[Begin]
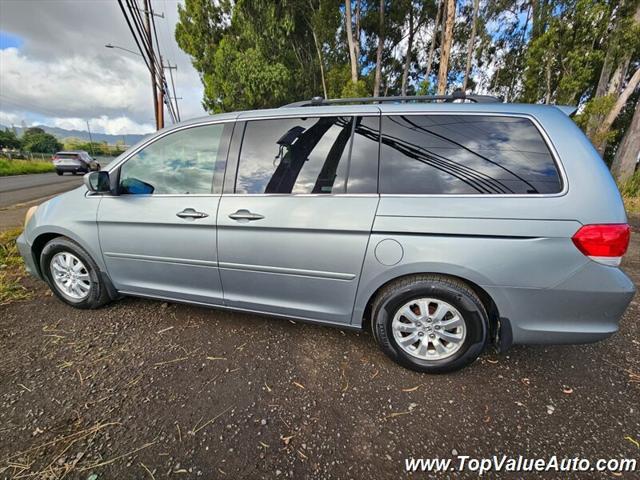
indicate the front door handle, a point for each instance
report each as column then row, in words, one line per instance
column 245, row 215
column 191, row 213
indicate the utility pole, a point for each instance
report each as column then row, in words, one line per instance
column 170, row 67
column 157, row 101
column 90, row 139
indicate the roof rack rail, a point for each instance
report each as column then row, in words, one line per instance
column 457, row 95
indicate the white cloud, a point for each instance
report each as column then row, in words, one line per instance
column 74, row 85
column 8, row 118
column 103, row 124
column 63, row 74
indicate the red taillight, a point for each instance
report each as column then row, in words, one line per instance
column 602, row 242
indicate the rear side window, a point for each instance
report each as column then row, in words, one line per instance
column 310, row 155
column 465, row 154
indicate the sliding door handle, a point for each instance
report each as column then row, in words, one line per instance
column 191, row 213
column 245, row 215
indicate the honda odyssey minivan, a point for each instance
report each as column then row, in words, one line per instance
column 445, row 226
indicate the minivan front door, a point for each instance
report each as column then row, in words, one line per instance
column 158, row 237
column 293, row 234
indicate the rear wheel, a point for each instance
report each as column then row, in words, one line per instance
column 72, row 274
column 430, row 323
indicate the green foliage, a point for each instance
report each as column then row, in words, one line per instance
column 355, row 90
column 594, row 108
column 261, row 54
column 36, row 140
column 21, row 167
column 563, row 62
column 631, row 188
column 11, row 268
column 9, row 140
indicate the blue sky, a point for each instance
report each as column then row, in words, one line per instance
column 56, row 71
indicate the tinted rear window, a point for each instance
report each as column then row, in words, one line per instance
column 308, row 155
column 465, row 154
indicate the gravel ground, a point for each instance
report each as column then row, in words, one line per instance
column 144, row 389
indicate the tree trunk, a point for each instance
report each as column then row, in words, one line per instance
column 350, row 42
column 628, row 154
column 358, row 15
column 376, row 83
column 472, row 41
column 324, row 83
column 434, row 37
column 608, row 83
column 407, row 60
column 447, row 40
column 615, row 111
column 547, row 96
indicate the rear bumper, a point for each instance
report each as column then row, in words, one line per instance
column 27, row 255
column 584, row 308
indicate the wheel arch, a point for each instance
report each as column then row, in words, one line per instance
column 487, row 301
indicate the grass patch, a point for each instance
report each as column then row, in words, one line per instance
column 20, row 167
column 11, row 268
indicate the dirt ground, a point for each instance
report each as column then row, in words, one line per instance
column 144, row 389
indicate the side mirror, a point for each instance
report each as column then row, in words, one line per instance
column 97, row 182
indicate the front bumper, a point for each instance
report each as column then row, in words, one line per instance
column 584, row 308
column 27, row 255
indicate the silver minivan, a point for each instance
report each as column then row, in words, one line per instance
column 445, row 226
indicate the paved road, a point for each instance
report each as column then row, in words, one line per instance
column 26, row 188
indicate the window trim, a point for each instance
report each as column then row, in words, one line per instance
column 543, row 133
column 236, row 160
column 112, row 168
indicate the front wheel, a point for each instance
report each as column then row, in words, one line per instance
column 430, row 323
column 72, row 274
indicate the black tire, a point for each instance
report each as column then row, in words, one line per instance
column 98, row 294
column 453, row 291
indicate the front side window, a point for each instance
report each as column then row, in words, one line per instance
column 302, row 156
column 465, row 154
column 183, row 162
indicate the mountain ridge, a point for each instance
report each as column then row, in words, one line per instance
column 62, row 133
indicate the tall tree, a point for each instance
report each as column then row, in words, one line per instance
column 447, row 40
column 434, row 38
column 628, row 153
column 351, row 42
column 600, row 137
column 407, row 59
column 378, row 75
column 472, row 42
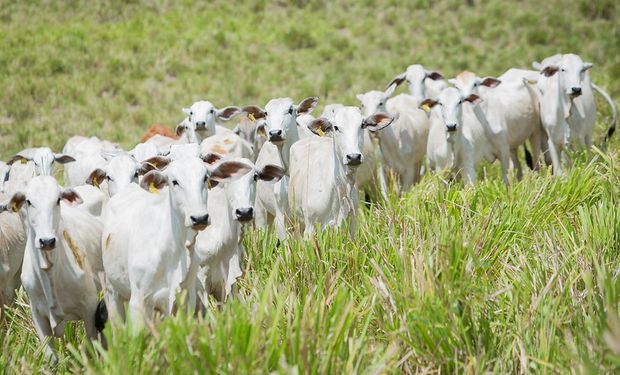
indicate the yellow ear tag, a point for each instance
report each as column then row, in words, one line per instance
column 153, row 189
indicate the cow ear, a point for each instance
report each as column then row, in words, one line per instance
column 473, row 98
column 271, row 173
column 320, row 126
column 71, row 197
column 427, row 104
column 63, row 158
column 154, row 181
column 17, row 157
column 550, row 70
column 227, row 113
column 211, row 158
column 156, row 162
column 397, row 80
column 490, row 82
column 254, row 112
column 229, row 170
column 435, row 76
column 15, row 204
column 96, row 177
column 378, row 121
column 307, row 105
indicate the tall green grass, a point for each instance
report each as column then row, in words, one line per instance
column 446, row 278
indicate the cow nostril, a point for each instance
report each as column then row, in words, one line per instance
column 243, row 214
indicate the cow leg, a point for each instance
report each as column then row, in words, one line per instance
column 517, row 163
column 44, row 331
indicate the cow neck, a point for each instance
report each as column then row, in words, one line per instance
column 284, row 149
[End]
▶ [WRITTEN INSTRUCTION] Rewrite the data with every "indicate" replaced by "mark" and all else unchanged. Omit the pictures.

▶ [RESPONSE BELOW]
mark the front door handle, a point for each instance
report each as column then row, in words, one line per instance
column 245, row 215
column 191, row 213
mark the utility pole, a point for each instance
report each as column then row, in words, one line per instance
column 170, row 67
column 157, row 101
column 90, row 139
mark the roof rack rail, a point for each instance
report each as column then row, in words, one line per instance
column 457, row 95
mark the white cloud, a point for each instance
report each as column then row, in words, one line per instance
column 74, row 85
column 8, row 118
column 103, row 124
column 63, row 74
mark the red taillight, a point for each instance
report each as column then row, in words, one line per instance
column 602, row 242
mark the rear side window, a point for each instance
report each as column then row, in words, one line per instance
column 310, row 155
column 465, row 154
mark the sliding door handle, a point for each instance
report each as column then row, in words, one line per instance
column 191, row 213
column 245, row 215
mark the honda odyssey minivan, a point for each instance
report each as column then row, in words, one line per instance
column 445, row 226
mark the minivan front door, a point for each instance
report each as column then row, in words, one line per instance
column 158, row 237
column 293, row 234
mark the rear wheel, a point for each instance
report each as column then row, in words, one line per instance
column 72, row 274
column 430, row 323
mark the green foliage, a point for each instance
report each as column then row, in words, one line per instance
column 355, row 90
column 594, row 108
column 261, row 54
column 36, row 140
column 21, row 167
column 563, row 62
column 631, row 188
column 11, row 268
column 9, row 140
mark the blue sky, a point for each instance
report each as column then row, in words, one line per instance
column 56, row 71
mark the tinted rear window, a point for each instance
report each as column then row, in words, one line per instance
column 308, row 155
column 465, row 154
mark the gravel ground, a point for each instance
report each as column then row, in words, one line per instance
column 144, row 389
mark the tree trunk, a point for each instance
report each as column then row, in words, one line per instance
column 350, row 42
column 628, row 154
column 358, row 15
column 376, row 83
column 472, row 41
column 324, row 83
column 434, row 37
column 608, row 83
column 407, row 60
column 447, row 40
column 615, row 111
column 547, row 96
mark the rear bumper, a point for each instance
report each as column then row, in words, one line per instance
column 27, row 255
column 584, row 308
mark the wheel arch, a point for each instance
report each as column then row, in words, one line per instance
column 487, row 301
mark the grass patch, a point for each instance
report each as column then row, in words, one line per instance
column 20, row 167
column 11, row 268
mark the dirt ground, a point for each instance
report each as column then row, in words, one line per instance
column 144, row 389
mark the side mirror, a point for each instance
report each as column then row, in words, one line per instance
column 97, row 182
mark the front bumper, a point for each instance
report each as column then row, in words, one line per instance
column 584, row 308
column 27, row 255
mark the silver minivan, a point for each instance
report each as column then row, in words, one line per instance
column 445, row 226
mark the paved road, a point for each instance
report each as column then row, in words, one line per instance
column 26, row 188
mark the window trim, a point for each instance
report each as column then row, in words, one line per instance
column 543, row 133
column 236, row 160
column 112, row 168
mark the front wheel, a point for each instance
report each as column then row, in words, one line per instance
column 430, row 323
column 72, row 274
mark the black tire, a point for each instance
report each as column then row, in words, one line per instance
column 98, row 294
column 453, row 291
mark the front side window, a point for each instance
report each as column then row, in words, one line per instance
column 302, row 156
column 465, row 154
column 183, row 162
mark the mountain ridge, a point for each instance
report each as column then row, in words, one line per instance
column 62, row 133
mark the tall tree, a point for each instance
report each as column then row, in words, one line per instance
column 447, row 40
column 434, row 38
column 628, row 153
column 351, row 42
column 600, row 137
column 407, row 59
column 378, row 75
column 472, row 42
mark the yellow ear tag, a point for each instance
report each as column then row, in words, one line per instance
column 153, row 189
mark the cow ear, a point for each instance
report each as column then row, in words, one line per instance
column 473, row 98
column 271, row 173
column 320, row 126
column 71, row 197
column 427, row 104
column 63, row 158
column 154, row 181
column 17, row 157
column 550, row 70
column 227, row 113
column 211, row 158
column 156, row 162
column 397, row 80
column 490, row 82
column 254, row 112
column 229, row 170
column 435, row 76
column 15, row 204
column 96, row 177
column 378, row 121
column 307, row 105
mark the tall green grass, a point for each instance
report each as column then row, in words, one line per instance
column 446, row 278
mark the cow nostril, a point for each instance
report each as column then row, in words, one line per instance
column 243, row 214
mark the cow leg, a point for each instance
report each as column then row, in words, one line per instance
column 517, row 163
column 44, row 331
mark the cow neck, a point for each instance
report each as column then row, in words, one line per instance
column 284, row 149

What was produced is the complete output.